When the data below is printed, every line must match exactly and the images must be absent.

::: Material shown

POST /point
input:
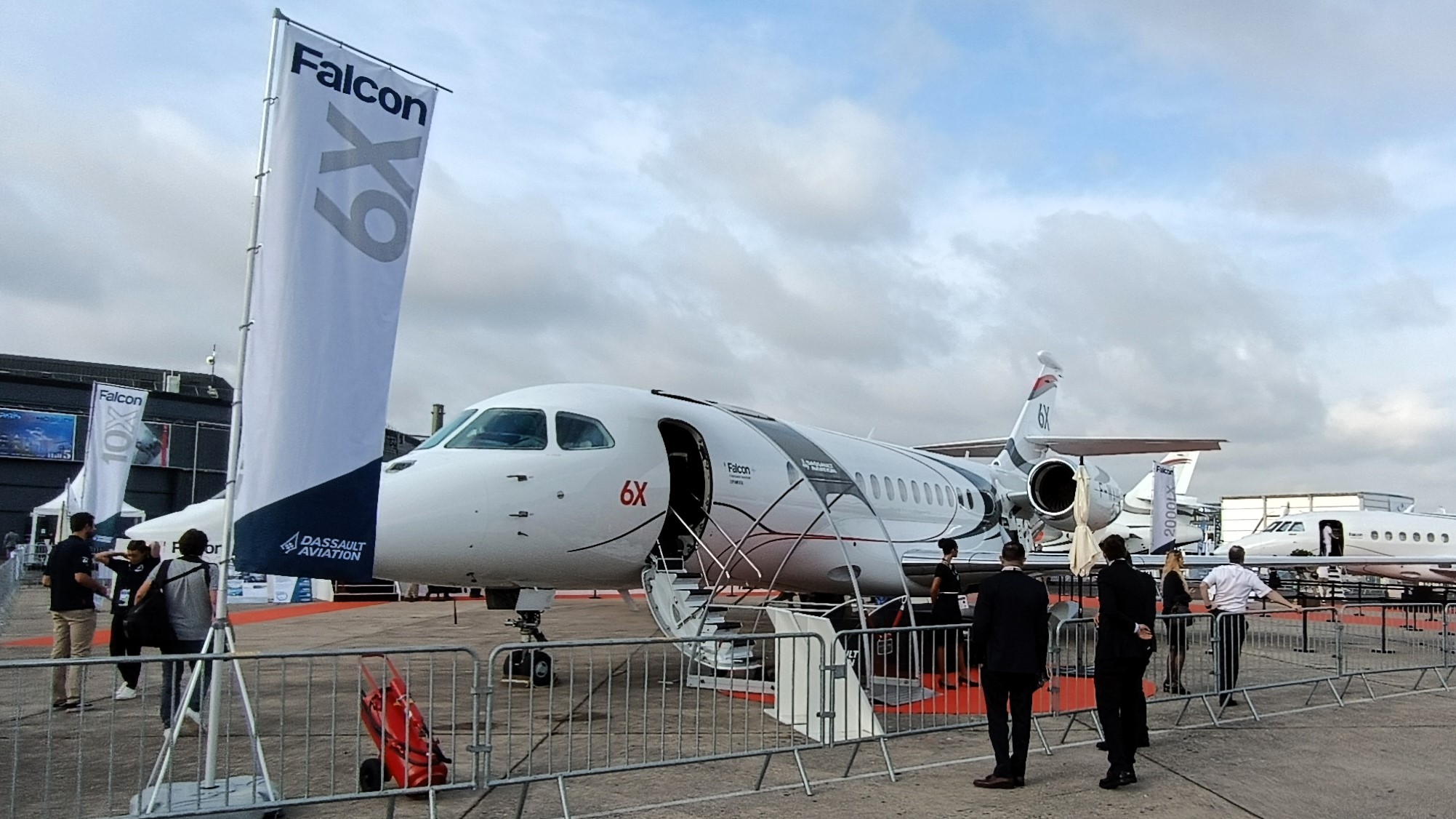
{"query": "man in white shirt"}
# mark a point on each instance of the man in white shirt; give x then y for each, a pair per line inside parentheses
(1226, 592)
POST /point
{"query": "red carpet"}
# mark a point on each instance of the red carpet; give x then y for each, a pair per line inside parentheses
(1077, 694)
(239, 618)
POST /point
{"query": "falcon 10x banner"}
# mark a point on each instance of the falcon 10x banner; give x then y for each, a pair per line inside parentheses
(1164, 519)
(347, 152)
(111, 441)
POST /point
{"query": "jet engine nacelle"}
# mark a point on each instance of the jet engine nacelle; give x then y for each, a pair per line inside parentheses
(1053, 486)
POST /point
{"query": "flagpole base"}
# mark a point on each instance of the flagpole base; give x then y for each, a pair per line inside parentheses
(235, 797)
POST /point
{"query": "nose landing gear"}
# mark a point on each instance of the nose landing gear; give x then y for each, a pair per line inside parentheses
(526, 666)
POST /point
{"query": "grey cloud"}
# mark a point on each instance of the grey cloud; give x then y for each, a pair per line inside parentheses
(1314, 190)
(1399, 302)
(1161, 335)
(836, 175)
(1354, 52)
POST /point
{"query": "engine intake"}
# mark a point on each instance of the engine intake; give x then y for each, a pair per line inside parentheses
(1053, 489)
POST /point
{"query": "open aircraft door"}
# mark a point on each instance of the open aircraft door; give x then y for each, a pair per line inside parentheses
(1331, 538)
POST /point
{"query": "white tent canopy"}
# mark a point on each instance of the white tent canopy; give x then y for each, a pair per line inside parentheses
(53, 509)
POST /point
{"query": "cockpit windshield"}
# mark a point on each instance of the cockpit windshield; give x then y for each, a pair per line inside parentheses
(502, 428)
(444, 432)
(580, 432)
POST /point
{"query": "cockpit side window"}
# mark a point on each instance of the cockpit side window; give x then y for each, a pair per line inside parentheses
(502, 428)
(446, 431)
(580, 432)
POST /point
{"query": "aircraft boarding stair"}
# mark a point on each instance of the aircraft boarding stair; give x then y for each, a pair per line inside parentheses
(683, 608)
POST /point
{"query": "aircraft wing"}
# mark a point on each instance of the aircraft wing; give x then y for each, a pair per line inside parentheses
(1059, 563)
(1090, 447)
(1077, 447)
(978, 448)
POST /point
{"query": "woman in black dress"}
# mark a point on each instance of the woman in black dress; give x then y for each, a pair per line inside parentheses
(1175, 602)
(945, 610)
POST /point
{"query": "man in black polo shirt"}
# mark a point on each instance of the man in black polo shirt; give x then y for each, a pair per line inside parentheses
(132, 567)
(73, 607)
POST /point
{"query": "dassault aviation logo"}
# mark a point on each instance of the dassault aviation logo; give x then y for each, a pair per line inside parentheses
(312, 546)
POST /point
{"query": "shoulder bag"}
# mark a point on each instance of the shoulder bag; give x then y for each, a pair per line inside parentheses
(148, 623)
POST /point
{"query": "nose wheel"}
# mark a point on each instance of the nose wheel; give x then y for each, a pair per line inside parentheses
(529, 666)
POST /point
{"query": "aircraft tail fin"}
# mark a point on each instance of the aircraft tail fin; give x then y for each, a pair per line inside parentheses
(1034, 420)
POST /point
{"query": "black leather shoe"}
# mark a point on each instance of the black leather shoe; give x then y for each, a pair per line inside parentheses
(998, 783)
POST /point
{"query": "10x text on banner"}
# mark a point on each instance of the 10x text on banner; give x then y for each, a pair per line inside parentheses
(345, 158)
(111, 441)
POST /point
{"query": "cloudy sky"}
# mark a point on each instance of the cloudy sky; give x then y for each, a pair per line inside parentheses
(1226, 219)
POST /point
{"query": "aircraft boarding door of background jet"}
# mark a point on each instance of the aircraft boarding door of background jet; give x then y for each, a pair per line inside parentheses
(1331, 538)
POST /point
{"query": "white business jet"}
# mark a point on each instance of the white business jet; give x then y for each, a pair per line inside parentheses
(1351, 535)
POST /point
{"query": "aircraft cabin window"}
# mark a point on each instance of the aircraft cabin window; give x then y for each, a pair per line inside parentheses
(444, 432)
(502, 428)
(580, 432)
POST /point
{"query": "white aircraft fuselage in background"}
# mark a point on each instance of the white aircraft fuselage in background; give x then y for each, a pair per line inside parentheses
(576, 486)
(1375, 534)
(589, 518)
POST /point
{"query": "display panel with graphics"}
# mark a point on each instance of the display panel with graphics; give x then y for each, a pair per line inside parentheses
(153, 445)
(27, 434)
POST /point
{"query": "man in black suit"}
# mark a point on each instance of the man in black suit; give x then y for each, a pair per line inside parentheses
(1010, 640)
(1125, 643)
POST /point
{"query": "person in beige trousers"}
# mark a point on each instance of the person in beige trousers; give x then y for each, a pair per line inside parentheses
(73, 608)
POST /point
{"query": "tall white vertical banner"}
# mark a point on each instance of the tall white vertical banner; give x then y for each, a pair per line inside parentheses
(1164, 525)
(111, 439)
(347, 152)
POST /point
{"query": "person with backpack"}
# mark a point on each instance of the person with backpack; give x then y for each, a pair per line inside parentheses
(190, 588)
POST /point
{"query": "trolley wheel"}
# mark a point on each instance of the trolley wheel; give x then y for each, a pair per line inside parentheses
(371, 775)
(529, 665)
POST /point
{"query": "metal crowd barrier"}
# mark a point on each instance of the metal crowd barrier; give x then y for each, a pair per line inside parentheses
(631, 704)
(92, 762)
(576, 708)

::::::

Reply:
POST /point
input:
{"query": "man in white shirt"}
# mark a point on each instance of the man in white shirt; give x then y for each, a pair per line inside parentheses
(1226, 592)
POST /point
{"query": "red carpet"}
# mark a point on each instance of the red carpet; give x then y for each, a pair per line inside parentheses
(1077, 694)
(239, 618)
POST /point
{"query": "falcon 10x banner"}
# mark a point on each instance of the falcon 10x banner; give x then y for each, a pair per line inside parentheses
(1164, 519)
(347, 152)
(111, 441)
POST /point
{"query": "jet engine nacelle"}
# mark a point on each instance of the jet engine nacelle; give x then y for each, a pair per line inside parentheses
(1053, 486)
POST /point
{"query": "flagpole base"}
# mark a point on each instance of the flagpole base; give x then y for each, a pair per line inside parentheses
(235, 797)
POST /point
{"query": "nose landing gear"}
# mark a point on each instance of the nose landing gear; give x then y for each, a pair per line inside parentheses
(526, 666)
POST /point
{"query": "grey cloud"}
# mark a point on each instance of the grey cloud; give x then y for each, a pair per line inside parentheses
(1314, 190)
(1399, 302)
(1161, 335)
(836, 175)
(1354, 52)
POST /point
{"query": "engine intake"}
# mark a point on each instance of the engine intake; give x then y for each, a pair per line inside parentheses
(1053, 489)
POST /point
{"query": "open aircraft door"}
# mark a point on each instance of the open aircraft door; give x then y for each, a pair per line inside parentheses
(1331, 538)
POST /point
{"query": "white tent canopy"}
# mark a point on each instance of the white tent canopy; give x then y for each, a pair per line inside parentheses
(53, 509)
POST /point
{"query": "cockpit windshield"}
# mark a point on each instance of the cockpit windshield; give x then y for each, a pair per line inside parentheses
(502, 428)
(444, 432)
(580, 432)
POST /point
{"query": "cockpit side window"}
# mark a point on each instance of the cockpit side window; give x then y for each, a pair per line inside parentheses
(502, 428)
(446, 431)
(580, 432)
POST /point
{"query": "aircraft boarding stair"}
# mark a point on each instance of the aircraft boarding stair; give x then y for each, a pair per line inside parentheses
(683, 608)
POST /point
{"query": "aircraft wing"}
# mark a point on each instance of the aircraft wing; give x then y for each, a pair per line inside parentheses
(1059, 563)
(1090, 447)
(1077, 447)
(978, 448)
POST /point
{"query": "woman in black dress"}
# mark a point on each instance of the woman in black dress; give x then y for each, a pair per line inside parentheses
(1175, 602)
(945, 610)
POST /point
{"query": "man in black polo shirt"}
# mark a point on each instance of the man in black polo shirt; give x then y for each, a pair per line inside parentheses
(132, 567)
(73, 607)
POST /point
{"query": "dassault aviation logo"}
# mark a point on each instance of the dassault aviation logo; give x then y for each, a pair per line inside parentheses
(312, 546)
POST /point
{"query": "shoulder bag"}
# mark a point on each instance of the shoulder bag; give x then y for each, a pair per line inside parentheses
(148, 623)
POST /point
{"query": "nose wheel"}
# mark a point on each instance of the nose wheel; give x then y for each, a pair per line inside parentheses
(529, 666)
POST /point
{"query": "aircraft tail fin"}
# mark a point on each instance of the aircraft tail fin; give x then y for each, a pair per line inside parentheses
(1034, 420)
POST /point
{"query": "black leather shoe"}
# mark a point on each instance of the black leather shoe; give x then y for each, a pair per line inside parentheses
(998, 783)
POST /point
{"query": "10x text on banner"}
# mark a point on each instance of the 10x text on banner; give x then y for each, a pair per line inside parentheses
(345, 158)
(111, 441)
POST /point
{"query": "cloudy sky"}
# mark a point on each instance of the cloudy sky; give x then y for each, a pair per line inside parentheses
(1226, 219)
POST /point
{"query": "aircraft boarding door of background jet"}
# mark a point on each instance of the aircraft boarding door of background jet; give x then y for each, a pair per line inside parentheses
(1331, 538)
POST /point
{"query": "white business jet"}
# mark a point on each instance of the white business jet; give x then y for each, a pair per line inside parentheses
(1351, 535)
POST /point
{"query": "aircraft cabin window"}
# mark a point on each instance of the aircraft cabin window; give x then y for each, a pair per line inside parentheses
(444, 432)
(502, 428)
(580, 432)
POST /point
{"query": "white aircraft fuselage in background"}
# mark a point on each instance of the white aircraft fuselage in background; give x then y for each, a pair per line inside parentheses
(576, 486)
(1375, 534)
(589, 518)
POST /point
{"query": "display panel with graphics"}
# mark a point on each instance of the display panel with graphics; give x then y for each, a pair per line inside parentheses
(153, 445)
(27, 434)
POST /point
{"query": "man in black suit"}
# mark a point on each instance of the man in black suit; give x then y for each, a pair per line inside parentheses
(1010, 640)
(1125, 643)
POST /point
{"query": "person in beige trousers"}
# mark a point on each instance of the person in beige trousers; give x then y for each, a pair per line inside parentheses
(73, 608)
POST /point
{"query": "tall white vertical banner"}
# mark a point on each instance of the tall white vertical banner; give x then y for each, a pair per line inside parentheses
(1164, 525)
(111, 439)
(347, 152)
POST /point
{"query": "person with backpack"}
# mark a point on each instance of the person with backpack; give x then y for each, a pair per line inside parentheses
(190, 588)
POST /point
{"query": "trolley wheel"}
# mark a point on each instance of the trolley wheel; give x then y for each, a pair per line inside parentheses
(371, 775)
(529, 665)
POST /point
{"query": "metal crowd barrier"}
# mark a point on each instance of the metal crowd barrier; give x then y for each, a pair per line inside parentheses
(631, 704)
(92, 762)
(576, 708)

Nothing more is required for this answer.